— Exercise task —
Write out, word for word, only the lines from the one containing "Put one marker on each instance of the jacket" through the final line of the data.

Point annotation dataset records:
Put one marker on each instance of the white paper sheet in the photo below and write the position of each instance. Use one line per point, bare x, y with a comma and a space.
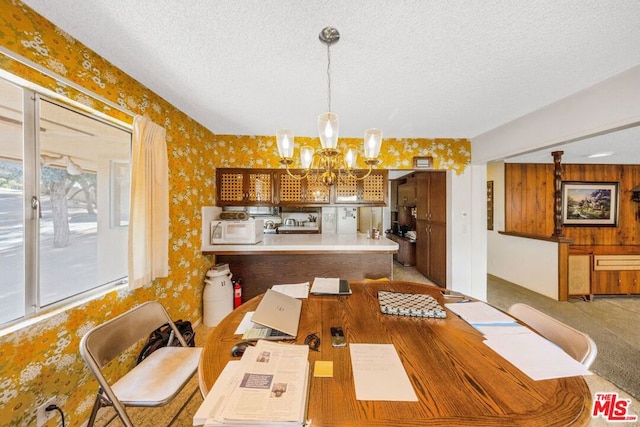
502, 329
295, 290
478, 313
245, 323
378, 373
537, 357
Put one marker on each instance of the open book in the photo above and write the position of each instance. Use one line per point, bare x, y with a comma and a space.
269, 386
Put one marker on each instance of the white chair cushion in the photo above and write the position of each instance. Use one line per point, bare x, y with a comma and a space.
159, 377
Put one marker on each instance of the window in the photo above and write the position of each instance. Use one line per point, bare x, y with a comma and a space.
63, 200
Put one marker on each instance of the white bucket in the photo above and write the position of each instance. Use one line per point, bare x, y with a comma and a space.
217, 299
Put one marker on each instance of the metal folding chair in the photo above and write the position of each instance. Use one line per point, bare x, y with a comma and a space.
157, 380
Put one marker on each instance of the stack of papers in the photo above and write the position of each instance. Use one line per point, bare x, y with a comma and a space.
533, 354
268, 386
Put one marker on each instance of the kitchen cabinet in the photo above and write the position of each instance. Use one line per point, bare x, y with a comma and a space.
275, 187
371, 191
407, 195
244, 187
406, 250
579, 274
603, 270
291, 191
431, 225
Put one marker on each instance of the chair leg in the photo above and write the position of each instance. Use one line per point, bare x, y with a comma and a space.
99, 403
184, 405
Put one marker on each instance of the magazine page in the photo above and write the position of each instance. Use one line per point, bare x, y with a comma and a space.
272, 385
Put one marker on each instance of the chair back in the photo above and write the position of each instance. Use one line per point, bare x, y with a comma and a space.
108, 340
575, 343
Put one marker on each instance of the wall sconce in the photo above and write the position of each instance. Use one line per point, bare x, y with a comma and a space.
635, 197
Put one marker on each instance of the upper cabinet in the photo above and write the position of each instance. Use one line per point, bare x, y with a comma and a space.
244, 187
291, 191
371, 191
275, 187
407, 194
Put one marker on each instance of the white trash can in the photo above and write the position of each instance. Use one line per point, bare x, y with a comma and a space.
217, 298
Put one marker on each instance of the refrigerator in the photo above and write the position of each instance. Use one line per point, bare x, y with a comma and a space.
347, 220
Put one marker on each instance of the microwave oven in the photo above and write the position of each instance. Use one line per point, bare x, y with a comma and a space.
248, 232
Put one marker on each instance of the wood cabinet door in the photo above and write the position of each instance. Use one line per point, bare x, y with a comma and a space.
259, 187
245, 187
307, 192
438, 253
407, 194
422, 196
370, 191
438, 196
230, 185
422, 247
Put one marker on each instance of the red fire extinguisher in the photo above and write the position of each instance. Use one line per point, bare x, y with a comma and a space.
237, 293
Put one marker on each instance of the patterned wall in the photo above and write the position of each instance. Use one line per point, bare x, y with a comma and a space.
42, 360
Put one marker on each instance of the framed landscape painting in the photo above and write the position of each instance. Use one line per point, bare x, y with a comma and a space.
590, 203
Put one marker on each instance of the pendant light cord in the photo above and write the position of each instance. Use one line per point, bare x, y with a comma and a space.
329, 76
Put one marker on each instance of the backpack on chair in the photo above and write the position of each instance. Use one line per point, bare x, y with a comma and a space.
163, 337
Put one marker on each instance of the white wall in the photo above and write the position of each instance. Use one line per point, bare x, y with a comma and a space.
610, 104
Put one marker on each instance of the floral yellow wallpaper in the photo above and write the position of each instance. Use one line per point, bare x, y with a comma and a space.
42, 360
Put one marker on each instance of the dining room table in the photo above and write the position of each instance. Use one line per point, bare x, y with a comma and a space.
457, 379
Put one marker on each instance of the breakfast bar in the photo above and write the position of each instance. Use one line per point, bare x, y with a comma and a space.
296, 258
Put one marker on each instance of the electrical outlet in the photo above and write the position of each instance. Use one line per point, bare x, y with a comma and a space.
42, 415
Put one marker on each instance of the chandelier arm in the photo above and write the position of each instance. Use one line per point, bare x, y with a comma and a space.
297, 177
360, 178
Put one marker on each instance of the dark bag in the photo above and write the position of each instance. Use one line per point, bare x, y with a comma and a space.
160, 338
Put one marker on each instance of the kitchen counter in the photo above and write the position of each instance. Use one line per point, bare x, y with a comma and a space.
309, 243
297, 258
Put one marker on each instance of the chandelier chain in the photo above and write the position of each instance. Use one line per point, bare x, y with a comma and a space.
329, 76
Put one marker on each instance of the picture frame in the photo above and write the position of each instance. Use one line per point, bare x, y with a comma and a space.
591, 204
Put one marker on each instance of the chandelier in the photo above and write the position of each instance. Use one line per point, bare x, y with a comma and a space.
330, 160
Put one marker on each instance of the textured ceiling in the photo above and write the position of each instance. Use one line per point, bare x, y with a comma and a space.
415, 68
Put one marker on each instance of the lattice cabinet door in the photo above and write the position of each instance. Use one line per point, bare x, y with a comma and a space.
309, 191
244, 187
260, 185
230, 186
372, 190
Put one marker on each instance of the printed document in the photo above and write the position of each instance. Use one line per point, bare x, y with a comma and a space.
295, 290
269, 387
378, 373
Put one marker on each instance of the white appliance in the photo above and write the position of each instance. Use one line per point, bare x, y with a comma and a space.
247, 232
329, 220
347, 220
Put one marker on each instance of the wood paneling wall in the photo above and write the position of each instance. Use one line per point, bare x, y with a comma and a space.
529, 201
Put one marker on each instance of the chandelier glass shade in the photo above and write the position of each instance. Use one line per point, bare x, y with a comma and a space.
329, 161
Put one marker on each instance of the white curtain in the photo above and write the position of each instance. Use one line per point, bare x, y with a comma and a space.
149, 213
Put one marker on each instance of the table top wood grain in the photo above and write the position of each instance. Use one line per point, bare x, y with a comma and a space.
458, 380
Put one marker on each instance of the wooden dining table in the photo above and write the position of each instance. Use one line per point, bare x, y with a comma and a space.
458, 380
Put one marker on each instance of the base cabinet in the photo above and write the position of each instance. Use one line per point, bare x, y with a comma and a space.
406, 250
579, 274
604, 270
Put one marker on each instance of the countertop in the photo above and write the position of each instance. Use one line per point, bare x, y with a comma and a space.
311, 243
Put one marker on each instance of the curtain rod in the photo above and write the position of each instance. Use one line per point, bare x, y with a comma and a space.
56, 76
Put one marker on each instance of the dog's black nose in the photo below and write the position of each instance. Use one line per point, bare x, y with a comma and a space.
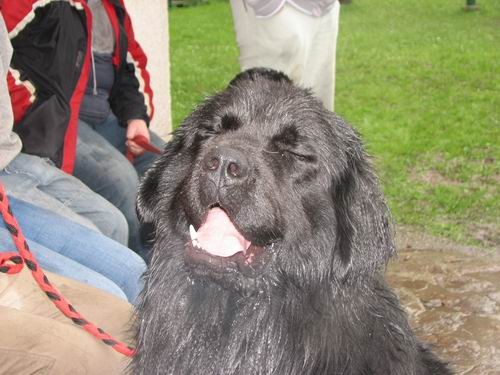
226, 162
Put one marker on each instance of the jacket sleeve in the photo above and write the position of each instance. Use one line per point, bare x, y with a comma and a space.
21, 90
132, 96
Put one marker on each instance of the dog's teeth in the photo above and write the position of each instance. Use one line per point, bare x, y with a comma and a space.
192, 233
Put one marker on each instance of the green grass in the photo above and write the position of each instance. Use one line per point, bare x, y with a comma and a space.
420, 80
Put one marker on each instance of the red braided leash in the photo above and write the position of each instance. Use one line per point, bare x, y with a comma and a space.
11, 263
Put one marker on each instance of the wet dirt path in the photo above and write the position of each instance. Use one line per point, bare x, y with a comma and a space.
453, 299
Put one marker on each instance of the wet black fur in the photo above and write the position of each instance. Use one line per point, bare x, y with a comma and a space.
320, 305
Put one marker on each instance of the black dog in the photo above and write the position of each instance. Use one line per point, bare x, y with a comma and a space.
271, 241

— Exercise solution —
Put one marker on each instance of the jacket sleeve in the photo above and write the position of each instance. Use one line per point, bare x, y with a comma and a space.
21, 90
132, 96
Put one marker on each instance of the dog's teeth in the photo above and write the position of each instance. Use one line per point, bare x, y with a comma and a space.
192, 233
Put one marker on each instance of the green grass in the photo above and write the position of each instance. Use one line per point, bare x, y with a comma and a space.
420, 80
Put one marker on each instance of the red braided leash in the photo above and write the position of each instance. Use one line per point, bare x, y with a comma and a space.
11, 263
Put one marker on each instance of the wet dirt path in the photo above and write the position of each instance. Use one line per point, bare x, y with a comma and a space.
453, 299
Put one marker on each instance of the wet black fur in the photo above and write the position of each instance. Use one line per point, bare x, y with a comma and a space.
320, 305
Put one marker on each instance of the black dog in the photo above and write the position of each instance. Use one line per point, bare x, y with a comma and a space.
271, 241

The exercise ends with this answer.